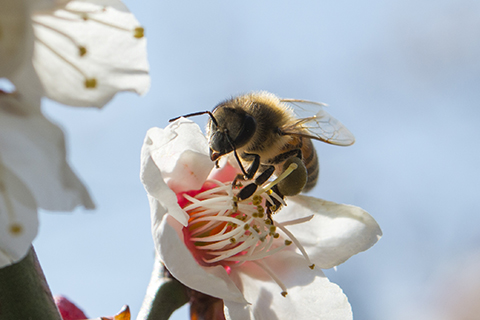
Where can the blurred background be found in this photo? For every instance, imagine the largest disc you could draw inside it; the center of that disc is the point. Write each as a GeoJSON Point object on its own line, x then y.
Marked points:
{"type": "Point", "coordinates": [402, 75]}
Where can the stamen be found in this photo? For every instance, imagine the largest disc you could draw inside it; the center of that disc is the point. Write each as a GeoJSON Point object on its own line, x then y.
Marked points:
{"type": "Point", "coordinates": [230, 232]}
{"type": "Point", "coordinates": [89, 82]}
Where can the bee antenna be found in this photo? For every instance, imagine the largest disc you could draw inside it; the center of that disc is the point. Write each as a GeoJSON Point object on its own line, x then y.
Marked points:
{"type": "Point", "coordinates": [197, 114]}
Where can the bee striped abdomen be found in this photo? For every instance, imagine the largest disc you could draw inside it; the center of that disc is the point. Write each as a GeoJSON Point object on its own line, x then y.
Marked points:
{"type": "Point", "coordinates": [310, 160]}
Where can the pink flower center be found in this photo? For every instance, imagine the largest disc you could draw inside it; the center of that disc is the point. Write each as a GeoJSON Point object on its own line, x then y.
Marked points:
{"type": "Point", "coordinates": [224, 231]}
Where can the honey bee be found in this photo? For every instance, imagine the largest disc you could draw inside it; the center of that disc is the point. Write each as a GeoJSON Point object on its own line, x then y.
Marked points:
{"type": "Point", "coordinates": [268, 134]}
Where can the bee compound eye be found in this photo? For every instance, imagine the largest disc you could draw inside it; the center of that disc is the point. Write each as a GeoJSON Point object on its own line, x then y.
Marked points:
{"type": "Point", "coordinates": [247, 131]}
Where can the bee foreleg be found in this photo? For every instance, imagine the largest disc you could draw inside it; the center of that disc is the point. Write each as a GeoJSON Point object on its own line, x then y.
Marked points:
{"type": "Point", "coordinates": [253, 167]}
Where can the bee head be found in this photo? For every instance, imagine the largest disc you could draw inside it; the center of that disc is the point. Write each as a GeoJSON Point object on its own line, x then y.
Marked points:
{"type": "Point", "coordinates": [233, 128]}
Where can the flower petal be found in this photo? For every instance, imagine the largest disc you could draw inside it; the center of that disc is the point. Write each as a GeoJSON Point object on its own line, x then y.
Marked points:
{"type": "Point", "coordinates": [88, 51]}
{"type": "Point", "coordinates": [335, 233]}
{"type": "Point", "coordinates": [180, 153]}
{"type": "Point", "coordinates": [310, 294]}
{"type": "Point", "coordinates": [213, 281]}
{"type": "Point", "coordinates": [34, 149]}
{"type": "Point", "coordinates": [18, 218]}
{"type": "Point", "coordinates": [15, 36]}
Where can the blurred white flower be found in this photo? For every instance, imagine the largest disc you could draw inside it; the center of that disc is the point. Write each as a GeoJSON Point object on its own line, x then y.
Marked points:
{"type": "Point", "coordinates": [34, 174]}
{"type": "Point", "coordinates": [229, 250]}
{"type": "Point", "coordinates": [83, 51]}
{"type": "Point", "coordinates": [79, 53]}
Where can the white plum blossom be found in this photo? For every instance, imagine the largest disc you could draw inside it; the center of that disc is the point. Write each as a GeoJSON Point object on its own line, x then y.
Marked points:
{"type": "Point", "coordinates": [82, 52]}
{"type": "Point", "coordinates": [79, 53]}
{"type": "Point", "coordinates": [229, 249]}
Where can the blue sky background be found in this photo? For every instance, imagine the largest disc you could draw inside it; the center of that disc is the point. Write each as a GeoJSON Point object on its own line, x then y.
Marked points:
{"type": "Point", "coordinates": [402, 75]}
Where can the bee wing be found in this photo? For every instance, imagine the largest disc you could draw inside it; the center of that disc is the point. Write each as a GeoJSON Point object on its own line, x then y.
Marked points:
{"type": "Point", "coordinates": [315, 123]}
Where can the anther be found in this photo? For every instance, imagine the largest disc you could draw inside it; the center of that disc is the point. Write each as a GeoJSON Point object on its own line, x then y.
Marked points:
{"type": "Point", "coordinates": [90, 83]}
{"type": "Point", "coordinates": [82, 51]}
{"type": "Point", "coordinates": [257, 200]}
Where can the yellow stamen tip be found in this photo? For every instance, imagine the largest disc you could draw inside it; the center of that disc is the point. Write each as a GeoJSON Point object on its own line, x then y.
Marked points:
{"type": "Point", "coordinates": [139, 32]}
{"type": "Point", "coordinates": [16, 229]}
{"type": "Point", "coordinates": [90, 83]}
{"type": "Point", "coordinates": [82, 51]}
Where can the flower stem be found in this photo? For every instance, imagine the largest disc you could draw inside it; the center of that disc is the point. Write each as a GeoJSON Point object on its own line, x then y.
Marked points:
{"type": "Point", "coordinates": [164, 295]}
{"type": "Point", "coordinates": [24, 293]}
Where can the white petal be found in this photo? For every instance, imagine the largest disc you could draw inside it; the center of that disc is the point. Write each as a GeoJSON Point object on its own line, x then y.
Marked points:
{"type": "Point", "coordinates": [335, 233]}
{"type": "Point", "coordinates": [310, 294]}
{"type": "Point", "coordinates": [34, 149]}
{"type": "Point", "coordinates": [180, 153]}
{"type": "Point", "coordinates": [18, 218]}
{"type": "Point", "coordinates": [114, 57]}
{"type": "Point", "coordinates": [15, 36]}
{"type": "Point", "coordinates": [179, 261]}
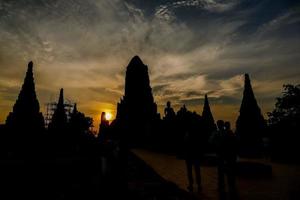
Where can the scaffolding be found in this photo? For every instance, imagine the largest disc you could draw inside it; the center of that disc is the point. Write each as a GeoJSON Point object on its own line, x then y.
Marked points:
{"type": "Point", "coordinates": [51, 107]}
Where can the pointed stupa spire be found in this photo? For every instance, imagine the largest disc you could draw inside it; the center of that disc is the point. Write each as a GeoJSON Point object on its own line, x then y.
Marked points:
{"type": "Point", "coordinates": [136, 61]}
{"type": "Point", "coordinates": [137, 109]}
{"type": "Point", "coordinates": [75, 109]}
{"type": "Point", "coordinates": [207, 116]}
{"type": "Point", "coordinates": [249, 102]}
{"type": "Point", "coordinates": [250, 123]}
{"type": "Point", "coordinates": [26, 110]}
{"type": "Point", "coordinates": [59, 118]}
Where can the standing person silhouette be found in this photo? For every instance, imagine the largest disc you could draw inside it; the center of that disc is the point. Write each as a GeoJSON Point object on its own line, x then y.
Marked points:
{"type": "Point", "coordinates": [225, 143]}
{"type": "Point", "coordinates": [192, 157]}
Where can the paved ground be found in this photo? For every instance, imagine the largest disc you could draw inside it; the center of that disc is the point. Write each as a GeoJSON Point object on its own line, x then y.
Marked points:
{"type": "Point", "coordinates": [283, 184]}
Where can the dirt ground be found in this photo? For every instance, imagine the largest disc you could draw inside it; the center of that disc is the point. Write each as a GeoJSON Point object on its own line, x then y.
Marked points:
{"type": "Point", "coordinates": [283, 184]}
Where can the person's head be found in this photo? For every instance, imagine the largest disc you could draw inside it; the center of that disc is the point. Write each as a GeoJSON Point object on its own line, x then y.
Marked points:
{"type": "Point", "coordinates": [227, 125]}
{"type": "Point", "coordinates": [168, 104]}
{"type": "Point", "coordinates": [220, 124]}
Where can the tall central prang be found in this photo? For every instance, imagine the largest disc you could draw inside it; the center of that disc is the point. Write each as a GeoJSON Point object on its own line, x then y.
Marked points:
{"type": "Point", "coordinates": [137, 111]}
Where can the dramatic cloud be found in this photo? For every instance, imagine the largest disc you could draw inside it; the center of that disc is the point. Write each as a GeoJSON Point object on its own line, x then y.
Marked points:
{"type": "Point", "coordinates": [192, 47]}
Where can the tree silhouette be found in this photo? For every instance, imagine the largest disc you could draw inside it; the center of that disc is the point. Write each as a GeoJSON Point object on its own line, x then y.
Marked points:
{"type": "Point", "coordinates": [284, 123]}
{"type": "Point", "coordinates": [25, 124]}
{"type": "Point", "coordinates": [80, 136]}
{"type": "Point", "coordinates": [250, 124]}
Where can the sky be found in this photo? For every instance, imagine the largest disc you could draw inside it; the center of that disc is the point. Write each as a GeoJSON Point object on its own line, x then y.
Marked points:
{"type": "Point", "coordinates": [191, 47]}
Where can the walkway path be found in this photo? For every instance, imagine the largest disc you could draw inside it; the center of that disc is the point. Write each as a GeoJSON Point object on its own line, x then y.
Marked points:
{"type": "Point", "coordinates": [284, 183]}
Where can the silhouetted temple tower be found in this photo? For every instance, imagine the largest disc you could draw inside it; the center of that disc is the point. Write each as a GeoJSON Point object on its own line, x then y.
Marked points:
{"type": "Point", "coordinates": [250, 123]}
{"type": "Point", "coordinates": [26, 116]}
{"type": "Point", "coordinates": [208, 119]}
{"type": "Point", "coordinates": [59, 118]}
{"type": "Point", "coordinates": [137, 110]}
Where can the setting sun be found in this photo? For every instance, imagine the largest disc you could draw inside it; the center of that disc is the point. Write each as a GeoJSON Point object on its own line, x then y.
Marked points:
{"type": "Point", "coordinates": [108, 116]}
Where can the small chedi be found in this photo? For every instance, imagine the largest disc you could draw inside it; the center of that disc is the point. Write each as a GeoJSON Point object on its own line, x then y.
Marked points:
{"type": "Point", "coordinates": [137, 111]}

===============

TASK PROMPT => All lines from the one with "Where can the setting" through the final line above are to be quoted exactly; quote no other line.

ANSWER TO THIS TASK =>
Where can the setting sun be found in this photo? For every instance, imagine the largest disc you could draw inside it; the center of that disc is the point. Write each as a GeoJSON Point object on its own line, x then y.
Marked points:
{"type": "Point", "coordinates": [108, 116]}
Where can the small chedi be found in this photo? For every instance, imagine the largest disc you could draw inside it; the center of that disc is the point. Write each as a GeoJSON Point object on its own line, x then y.
Marked points:
{"type": "Point", "coordinates": [137, 111]}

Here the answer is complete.